• **Your objective**: In the records below, find the line with "object: ship crane" and the line with "object: person in red jacket". Print both exactly, along with every line between them, and no other line.

• **Extracted entries**:
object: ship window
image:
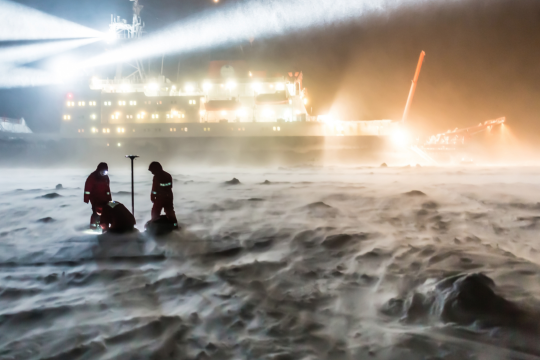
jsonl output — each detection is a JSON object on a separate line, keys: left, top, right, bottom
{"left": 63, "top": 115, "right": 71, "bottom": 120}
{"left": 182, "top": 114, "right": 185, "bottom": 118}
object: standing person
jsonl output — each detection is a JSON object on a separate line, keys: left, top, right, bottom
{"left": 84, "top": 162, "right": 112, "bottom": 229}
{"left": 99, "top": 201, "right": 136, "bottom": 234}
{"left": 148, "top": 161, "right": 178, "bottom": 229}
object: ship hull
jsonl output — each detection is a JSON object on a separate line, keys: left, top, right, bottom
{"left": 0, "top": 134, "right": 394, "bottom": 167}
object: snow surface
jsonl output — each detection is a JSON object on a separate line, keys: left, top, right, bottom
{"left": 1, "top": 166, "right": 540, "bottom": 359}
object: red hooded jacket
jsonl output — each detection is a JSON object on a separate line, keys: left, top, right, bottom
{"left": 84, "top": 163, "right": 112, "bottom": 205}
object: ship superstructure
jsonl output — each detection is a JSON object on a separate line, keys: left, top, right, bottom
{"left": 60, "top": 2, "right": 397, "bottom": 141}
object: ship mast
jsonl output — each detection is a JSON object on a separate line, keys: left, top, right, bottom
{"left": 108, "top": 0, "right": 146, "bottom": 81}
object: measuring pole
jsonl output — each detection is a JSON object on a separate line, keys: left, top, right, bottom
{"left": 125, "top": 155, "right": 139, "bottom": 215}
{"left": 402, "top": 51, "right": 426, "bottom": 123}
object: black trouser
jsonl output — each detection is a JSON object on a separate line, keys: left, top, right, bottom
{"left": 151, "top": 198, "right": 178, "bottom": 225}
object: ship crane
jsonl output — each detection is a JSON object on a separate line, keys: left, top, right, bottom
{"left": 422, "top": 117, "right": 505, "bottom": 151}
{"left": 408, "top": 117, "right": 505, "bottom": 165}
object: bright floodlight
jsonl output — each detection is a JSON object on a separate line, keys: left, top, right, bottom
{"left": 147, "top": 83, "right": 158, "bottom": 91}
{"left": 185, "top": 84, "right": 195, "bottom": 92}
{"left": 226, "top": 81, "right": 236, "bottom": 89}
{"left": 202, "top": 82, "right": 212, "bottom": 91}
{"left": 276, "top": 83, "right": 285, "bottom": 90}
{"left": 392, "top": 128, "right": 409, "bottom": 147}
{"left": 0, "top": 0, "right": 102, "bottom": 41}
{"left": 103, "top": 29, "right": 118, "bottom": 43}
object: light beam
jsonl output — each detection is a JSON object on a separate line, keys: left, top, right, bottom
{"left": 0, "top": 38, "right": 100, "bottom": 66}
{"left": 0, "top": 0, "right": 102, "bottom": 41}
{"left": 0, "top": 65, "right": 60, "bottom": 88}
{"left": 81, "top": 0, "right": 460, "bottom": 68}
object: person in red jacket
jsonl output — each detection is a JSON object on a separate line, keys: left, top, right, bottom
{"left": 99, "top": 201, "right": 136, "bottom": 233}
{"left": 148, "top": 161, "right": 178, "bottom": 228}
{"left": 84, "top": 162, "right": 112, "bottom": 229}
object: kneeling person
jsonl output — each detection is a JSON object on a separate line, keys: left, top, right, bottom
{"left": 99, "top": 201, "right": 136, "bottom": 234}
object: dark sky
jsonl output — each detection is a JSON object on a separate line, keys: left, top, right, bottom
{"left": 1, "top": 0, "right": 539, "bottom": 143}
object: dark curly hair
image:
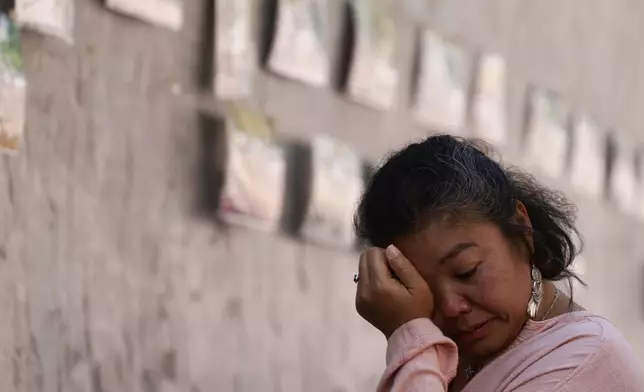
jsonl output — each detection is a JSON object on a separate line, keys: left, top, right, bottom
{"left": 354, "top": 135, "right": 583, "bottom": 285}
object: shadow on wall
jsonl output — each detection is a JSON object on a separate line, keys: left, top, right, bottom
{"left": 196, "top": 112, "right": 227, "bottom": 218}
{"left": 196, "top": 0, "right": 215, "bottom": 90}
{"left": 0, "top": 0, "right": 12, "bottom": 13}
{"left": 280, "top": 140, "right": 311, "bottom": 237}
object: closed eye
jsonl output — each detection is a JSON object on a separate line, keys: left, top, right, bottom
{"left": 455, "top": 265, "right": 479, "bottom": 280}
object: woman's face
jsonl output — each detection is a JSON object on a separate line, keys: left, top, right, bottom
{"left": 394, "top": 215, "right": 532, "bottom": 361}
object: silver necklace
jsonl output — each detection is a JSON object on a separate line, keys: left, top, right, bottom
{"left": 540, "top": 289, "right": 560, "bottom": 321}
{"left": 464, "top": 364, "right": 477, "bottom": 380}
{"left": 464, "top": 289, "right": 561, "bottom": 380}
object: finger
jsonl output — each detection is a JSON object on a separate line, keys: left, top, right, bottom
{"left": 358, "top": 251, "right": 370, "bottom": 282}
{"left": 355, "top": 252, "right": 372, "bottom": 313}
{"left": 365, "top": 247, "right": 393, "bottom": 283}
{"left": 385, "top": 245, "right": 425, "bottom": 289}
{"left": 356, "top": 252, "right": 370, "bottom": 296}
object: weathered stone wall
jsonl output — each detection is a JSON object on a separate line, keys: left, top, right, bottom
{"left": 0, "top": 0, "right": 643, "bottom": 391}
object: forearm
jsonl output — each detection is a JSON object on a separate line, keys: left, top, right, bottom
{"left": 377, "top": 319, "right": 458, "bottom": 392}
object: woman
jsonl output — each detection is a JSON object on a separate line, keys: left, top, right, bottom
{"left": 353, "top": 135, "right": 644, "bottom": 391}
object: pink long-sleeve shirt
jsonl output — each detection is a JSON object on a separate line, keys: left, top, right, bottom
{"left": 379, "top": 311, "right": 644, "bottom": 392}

...

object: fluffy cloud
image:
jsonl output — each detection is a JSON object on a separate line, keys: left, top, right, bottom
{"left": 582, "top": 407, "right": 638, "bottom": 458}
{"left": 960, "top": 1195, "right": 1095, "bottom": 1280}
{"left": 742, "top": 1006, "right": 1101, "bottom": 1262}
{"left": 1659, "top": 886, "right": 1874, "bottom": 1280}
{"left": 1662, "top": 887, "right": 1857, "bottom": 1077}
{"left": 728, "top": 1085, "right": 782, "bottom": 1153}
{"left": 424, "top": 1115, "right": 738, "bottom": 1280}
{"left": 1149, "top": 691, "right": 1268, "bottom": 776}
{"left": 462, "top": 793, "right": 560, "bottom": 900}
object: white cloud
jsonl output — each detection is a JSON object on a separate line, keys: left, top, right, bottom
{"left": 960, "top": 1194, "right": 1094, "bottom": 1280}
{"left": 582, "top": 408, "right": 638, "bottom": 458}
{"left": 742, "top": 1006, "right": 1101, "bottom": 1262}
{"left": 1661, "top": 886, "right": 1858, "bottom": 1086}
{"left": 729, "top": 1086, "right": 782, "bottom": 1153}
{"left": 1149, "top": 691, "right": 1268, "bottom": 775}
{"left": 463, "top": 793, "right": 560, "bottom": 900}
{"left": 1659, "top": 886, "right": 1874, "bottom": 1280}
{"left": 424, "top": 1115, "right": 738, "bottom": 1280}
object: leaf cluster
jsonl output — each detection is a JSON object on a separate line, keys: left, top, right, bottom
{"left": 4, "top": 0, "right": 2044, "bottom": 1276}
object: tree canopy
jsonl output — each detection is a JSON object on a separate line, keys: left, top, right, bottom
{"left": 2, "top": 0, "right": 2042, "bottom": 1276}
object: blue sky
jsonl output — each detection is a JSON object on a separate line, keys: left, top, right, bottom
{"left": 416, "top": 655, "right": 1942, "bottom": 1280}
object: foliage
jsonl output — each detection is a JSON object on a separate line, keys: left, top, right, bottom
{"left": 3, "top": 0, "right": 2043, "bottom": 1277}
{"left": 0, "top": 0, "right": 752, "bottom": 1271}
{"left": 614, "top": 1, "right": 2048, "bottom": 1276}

• **Task solution**:
object: ship crane
jsonl output — each detection is a JSON object on a separate line, keys: left, top, right, bottom
{"left": 422, "top": 117, "right": 505, "bottom": 151}
{"left": 408, "top": 117, "right": 505, "bottom": 165}
object: bright floodlight
jsonl output — each detection is a JSON object on a separate line, keys: left, top, right, bottom
{"left": 147, "top": 83, "right": 158, "bottom": 91}
{"left": 185, "top": 84, "right": 195, "bottom": 92}
{"left": 226, "top": 81, "right": 236, "bottom": 89}
{"left": 202, "top": 82, "right": 212, "bottom": 91}
{"left": 276, "top": 83, "right": 285, "bottom": 90}
{"left": 392, "top": 128, "right": 409, "bottom": 147}
{"left": 0, "top": 0, "right": 102, "bottom": 41}
{"left": 103, "top": 29, "right": 118, "bottom": 43}
object: light beam
jsonl output — each detection is a JSON object on a separate line, keys: left, top, right, bottom
{"left": 0, "top": 38, "right": 100, "bottom": 66}
{"left": 0, "top": 0, "right": 102, "bottom": 41}
{"left": 0, "top": 65, "right": 60, "bottom": 88}
{"left": 81, "top": 0, "right": 460, "bottom": 68}
object: person in red jacket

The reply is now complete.